§ DIRECTIVE
With the line containing "of the power" as the first line and the last line of the records as the final one, reproduce that range exactly.

§ LISTED ENTRIES
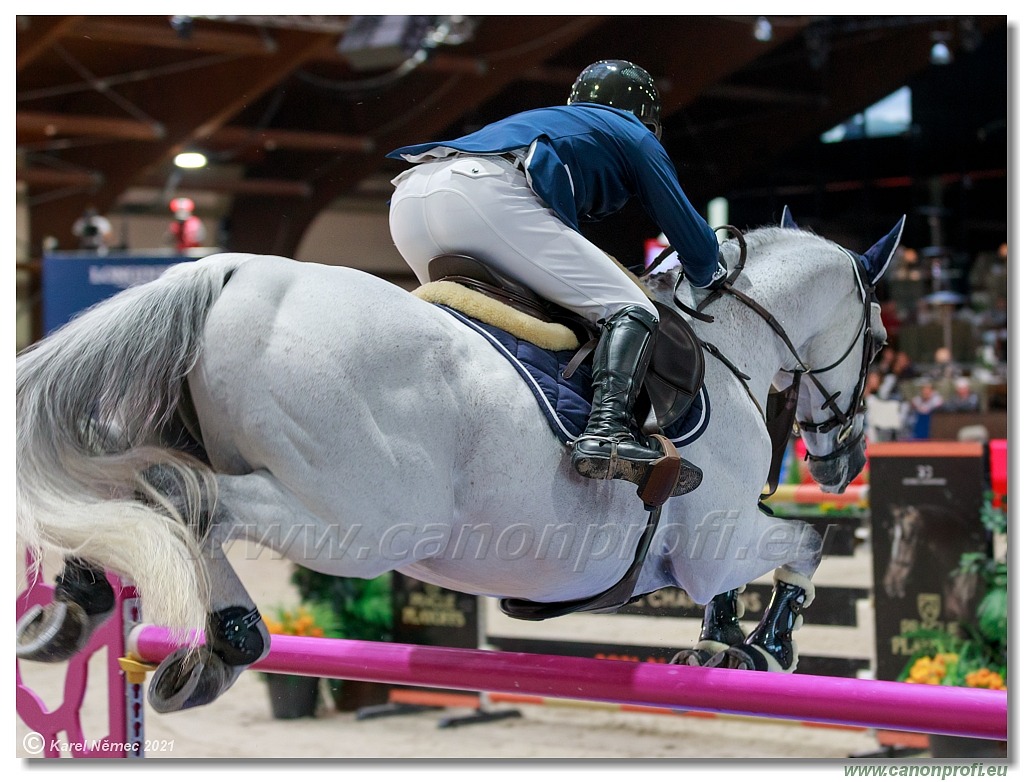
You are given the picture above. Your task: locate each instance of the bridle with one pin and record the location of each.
(840, 418)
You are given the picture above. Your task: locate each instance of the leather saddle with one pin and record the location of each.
(677, 366)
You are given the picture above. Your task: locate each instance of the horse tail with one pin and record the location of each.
(91, 400)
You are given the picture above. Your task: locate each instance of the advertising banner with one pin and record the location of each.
(74, 281)
(925, 503)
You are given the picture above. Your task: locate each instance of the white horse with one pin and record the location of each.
(356, 429)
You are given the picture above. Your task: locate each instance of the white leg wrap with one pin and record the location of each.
(786, 575)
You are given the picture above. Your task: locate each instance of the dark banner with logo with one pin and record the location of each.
(925, 502)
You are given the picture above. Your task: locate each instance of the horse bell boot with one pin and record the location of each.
(608, 448)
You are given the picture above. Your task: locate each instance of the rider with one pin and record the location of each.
(512, 194)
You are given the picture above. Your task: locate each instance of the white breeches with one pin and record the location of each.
(483, 207)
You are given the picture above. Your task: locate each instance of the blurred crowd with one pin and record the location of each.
(946, 350)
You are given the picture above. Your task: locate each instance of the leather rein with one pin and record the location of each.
(839, 418)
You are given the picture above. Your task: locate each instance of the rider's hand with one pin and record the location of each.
(721, 272)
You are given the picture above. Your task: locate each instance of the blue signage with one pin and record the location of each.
(74, 281)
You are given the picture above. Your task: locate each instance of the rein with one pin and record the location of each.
(840, 417)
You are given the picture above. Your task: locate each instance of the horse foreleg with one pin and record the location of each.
(719, 631)
(83, 600)
(236, 638)
(770, 646)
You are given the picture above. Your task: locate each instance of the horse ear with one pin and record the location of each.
(876, 260)
(787, 221)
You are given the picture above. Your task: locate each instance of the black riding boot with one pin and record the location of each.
(770, 646)
(607, 448)
(719, 631)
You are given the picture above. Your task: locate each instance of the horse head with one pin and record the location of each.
(835, 387)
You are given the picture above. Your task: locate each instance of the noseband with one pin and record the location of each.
(839, 418)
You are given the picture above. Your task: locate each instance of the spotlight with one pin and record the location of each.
(182, 26)
(189, 160)
(941, 55)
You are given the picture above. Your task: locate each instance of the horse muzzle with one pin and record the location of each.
(835, 471)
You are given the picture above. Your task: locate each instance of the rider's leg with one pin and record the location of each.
(607, 448)
(484, 207)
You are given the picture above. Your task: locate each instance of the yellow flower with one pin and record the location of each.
(306, 620)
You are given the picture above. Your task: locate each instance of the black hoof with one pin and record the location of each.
(54, 633)
(187, 679)
(695, 657)
(748, 657)
(704, 655)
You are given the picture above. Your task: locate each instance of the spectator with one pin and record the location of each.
(900, 371)
(924, 404)
(965, 399)
(93, 230)
(944, 367)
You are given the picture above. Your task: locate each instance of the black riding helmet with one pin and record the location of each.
(621, 84)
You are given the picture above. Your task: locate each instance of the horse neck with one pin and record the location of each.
(799, 280)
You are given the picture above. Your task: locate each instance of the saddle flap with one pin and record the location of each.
(677, 367)
(464, 267)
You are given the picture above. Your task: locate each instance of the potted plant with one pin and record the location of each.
(976, 656)
(364, 610)
(294, 696)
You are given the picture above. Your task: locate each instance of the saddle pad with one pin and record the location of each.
(565, 403)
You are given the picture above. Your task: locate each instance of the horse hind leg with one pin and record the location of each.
(236, 635)
(719, 631)
(770, 645)
(236, 638)
(83, 600)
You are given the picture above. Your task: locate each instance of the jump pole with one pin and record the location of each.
(834, 700)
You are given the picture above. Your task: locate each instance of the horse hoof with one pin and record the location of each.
(752, 657)
(54, 633)
(690, 657)
(704, 654)
(189, 678)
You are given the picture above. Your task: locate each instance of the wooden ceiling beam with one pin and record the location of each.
(189, 114)
(39, 34)
(53, 125)
(130, 32)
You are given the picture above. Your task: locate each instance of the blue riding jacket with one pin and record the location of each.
(586, 161)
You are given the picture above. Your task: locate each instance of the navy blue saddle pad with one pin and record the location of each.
(565, 403)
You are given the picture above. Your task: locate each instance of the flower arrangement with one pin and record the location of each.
(977, 657)
(308, 619)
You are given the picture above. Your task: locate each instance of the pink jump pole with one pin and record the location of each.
(891, 705)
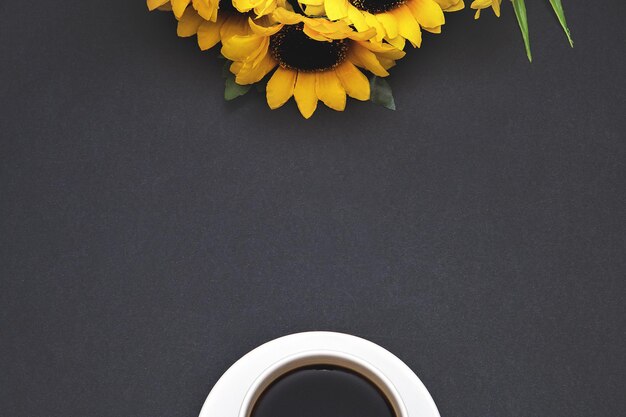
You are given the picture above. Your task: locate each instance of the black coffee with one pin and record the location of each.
(322, 392)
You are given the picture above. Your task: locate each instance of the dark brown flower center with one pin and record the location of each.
(227, 6)
(293, 49)
(377, 6)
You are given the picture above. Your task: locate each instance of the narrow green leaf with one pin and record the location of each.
(233, 90)
(381, 94)
(520, 12)
(558, 9)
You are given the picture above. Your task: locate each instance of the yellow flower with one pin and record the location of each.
(394, 20)
(192, 19)
(483, 4)
(317, 60)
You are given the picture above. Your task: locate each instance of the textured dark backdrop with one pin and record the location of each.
(151, 234)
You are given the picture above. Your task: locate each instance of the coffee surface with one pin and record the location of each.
(322, 392)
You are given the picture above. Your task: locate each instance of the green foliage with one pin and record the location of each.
(520, 12)
(381, 94)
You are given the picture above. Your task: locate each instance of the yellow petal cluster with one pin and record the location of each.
(478, 5)
(319, 53)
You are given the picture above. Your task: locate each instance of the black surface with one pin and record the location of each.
(322, 391)
(152, 234)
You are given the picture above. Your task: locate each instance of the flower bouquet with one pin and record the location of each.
(319, 50)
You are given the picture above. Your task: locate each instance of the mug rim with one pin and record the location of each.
(319, 357)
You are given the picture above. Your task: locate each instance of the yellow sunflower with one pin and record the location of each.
(231, 21)
(317, 60)
(394, 20)
(483, 4)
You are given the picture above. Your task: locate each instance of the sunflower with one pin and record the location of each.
(195, 17)
(316, 59)
(483, 4)
(394, 20)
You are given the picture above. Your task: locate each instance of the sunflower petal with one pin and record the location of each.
(305, 94)
(427, 12)
(407, 25)
(280, 87)
(189, 23)
(354, 81)
(336, 9)
(330, 90)
(179, 6)
(208, 35)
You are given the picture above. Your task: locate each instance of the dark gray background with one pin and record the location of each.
(151, 234)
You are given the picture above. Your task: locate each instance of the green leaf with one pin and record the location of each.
(560, 14)
(520, 12)
(381, 94)
(233, 90)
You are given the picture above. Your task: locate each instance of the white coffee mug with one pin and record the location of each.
(237, 391)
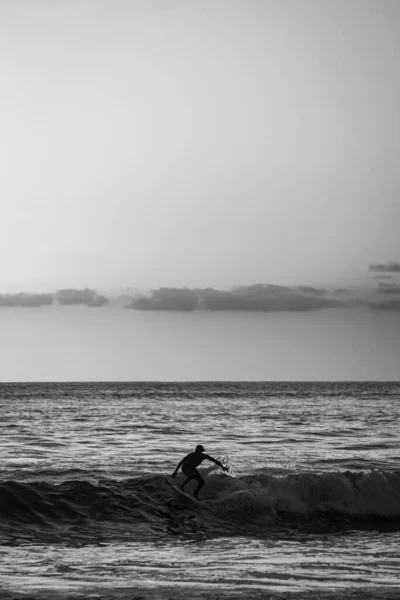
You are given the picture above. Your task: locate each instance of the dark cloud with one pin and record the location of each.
(383, 277)
(306, 289)
(23, 299)
(180, 299)
(392, 305)
(388, 288)
(254, 298)
(85, 296)
(391, 267)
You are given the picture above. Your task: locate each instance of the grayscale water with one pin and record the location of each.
(309, 507)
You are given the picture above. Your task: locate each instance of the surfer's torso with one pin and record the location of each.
(194, 459)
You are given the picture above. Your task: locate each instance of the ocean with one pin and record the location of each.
(310, 506)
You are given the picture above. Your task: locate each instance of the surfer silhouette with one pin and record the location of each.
(189, 466)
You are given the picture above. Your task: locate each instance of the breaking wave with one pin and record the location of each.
(257, 504)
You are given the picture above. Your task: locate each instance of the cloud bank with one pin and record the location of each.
(390, 267)
(254, 298)
(259, 297)
(388, 288)
(23, 299)
(85, 296)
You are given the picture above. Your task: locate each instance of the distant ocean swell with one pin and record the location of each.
(147, 506)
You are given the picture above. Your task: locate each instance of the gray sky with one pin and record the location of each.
(213, 142)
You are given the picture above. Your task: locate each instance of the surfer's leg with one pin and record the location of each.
(185, 482)
(198, 478)
(189, 475)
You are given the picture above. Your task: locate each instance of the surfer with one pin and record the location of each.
(189, 466)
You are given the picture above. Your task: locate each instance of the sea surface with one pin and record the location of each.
(310, 506)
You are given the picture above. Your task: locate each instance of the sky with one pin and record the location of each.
(186, 143)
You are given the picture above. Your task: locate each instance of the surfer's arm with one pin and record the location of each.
(174, 474)
(216, 462)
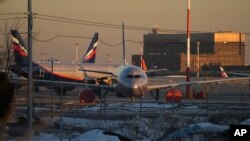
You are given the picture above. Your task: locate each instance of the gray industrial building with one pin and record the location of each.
(169, 50)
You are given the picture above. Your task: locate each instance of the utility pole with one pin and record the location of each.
(188, 50)
(76, 46)
(198, 59)
(30, 95)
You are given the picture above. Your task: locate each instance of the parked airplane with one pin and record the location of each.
(132, 81)
(233, 73)
(61, 72)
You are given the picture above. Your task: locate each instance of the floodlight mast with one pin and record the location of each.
(188, 50)
(29, 96)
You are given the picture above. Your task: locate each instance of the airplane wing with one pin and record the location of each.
(240, 74)
(172, 85)
(66, 83)
(97, 71)
(155, 70)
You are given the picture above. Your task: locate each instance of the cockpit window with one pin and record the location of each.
(134, 76)
(138, 76)
(130, 76)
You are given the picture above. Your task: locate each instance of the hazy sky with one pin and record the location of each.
(206, 15)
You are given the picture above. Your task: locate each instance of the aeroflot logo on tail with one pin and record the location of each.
(239, 133)
(18, 47)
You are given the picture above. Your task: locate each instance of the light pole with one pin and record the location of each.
(198, 59)
(76, 46)
(52, 86)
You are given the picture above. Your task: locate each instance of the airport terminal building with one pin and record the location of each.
(169, 50)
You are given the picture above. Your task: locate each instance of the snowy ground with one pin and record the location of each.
(171, 121)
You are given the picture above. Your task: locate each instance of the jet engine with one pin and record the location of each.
(86, 96)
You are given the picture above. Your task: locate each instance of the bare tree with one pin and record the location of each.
(6, 53)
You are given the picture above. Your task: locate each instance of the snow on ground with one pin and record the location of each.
(92, 135)
(95, 135)
(129, 106)
(205, 127)
(91, 124)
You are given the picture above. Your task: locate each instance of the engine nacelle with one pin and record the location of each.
(174, 96)
(86, 96)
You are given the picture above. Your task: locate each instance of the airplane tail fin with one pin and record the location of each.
(21, 53)
(90, 55)
(143, 65)
(223, 73)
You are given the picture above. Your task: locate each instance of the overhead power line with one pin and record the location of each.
(13, 13)
(15, 18)
(98, 24)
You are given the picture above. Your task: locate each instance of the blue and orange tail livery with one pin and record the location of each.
(90, 55)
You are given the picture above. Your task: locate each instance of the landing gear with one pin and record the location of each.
(156, 96)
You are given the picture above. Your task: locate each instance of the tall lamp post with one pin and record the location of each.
(52, 85)
(198, 59)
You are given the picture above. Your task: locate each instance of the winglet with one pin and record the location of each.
(21, 53)
(143, 65)
(223, 73)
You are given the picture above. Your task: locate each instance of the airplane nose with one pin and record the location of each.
(135, 86)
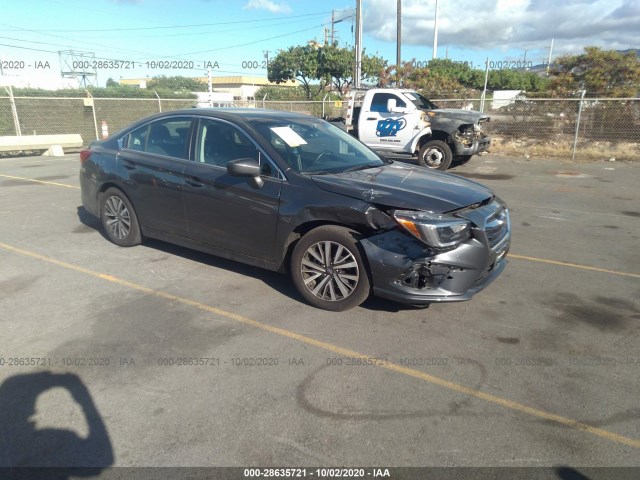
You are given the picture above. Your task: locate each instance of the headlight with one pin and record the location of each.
(440, 231)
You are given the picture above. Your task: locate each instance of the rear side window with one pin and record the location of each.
(379, 102)
(168, 137)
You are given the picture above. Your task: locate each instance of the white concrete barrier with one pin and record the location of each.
(54, 144)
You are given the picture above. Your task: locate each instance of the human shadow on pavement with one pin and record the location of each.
(28, 452)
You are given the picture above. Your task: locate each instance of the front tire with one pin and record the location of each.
(435, 154)
(328, 269)
(119, 219)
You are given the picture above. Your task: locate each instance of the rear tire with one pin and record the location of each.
(328, 269)
(435, 154)
(119, 219)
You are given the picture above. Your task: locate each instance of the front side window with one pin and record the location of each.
(219, 143)
(379, 102)
(168, 137)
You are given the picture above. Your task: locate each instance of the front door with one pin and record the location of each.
(383, 130)
(152, 164)
(227, 211)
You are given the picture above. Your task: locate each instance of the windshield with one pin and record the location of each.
(421, 102)
(315, 146)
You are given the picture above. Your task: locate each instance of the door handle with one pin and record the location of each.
(129, 165)
(194, 182)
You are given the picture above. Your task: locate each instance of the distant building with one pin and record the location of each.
(45, 82)
(243, 88)
(502, 98)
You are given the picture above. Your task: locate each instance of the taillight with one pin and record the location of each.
(84, 156)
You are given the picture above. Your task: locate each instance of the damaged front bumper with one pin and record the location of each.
(471, 140)
(405, 270)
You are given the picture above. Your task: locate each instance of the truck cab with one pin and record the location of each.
(403, 121)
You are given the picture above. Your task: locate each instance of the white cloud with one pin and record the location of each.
(520, 24)
(273, 7)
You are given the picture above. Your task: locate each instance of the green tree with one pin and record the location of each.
(600, 72)
(297, 63)
(177, 84)
(436, 83)
(275, 93)
(338, 65)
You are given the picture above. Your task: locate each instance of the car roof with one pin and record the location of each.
(237, 113)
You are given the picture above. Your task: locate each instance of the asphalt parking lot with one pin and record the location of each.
(184, 359)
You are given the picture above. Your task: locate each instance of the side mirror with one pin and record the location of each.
(393, 108)
(246, 167)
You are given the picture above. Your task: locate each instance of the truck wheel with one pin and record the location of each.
(462, 159)
(329, 270)
(435, 154)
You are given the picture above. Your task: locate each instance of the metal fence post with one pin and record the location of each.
(14, 111)
(159, 101)
(575, 138)
(93, 110)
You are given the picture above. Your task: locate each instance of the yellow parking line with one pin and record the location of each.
(573, 265)
(472, 392)
(39, 181)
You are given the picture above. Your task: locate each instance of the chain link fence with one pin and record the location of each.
(595, 128)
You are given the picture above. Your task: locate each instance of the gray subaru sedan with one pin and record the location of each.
(293, 193)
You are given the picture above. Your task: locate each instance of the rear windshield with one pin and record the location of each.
(422, 103)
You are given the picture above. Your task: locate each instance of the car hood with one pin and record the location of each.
(406, 186)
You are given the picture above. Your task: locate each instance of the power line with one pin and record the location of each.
(170, 26)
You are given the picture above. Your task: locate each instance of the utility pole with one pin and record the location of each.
(398, 42)
(358, 69)
(210, 87)
(549, 61)
(435, 33)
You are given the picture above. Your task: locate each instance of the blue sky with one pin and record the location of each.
(234, 35)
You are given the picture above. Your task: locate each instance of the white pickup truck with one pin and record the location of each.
(392, 120)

§ TASK ANSWER
You are given the picture above. Your task: locate each instance of the power line with one pin and record the location of each.
(170, 26)
You are given the picture above. Your task: locate each instance of the utility pole with one pin and record the location of each.
(398, 42)
(358, 69)
(210, 87)
(549, 61)
(435, 33)
You are given the picture above. Your task: locate each instance of the blue sky with one pin and record the location of each.
(234, 35)
You are given the picture above. Your task: locate each instance of the white pickup truck with one pin and record the location of each.
(392, 120)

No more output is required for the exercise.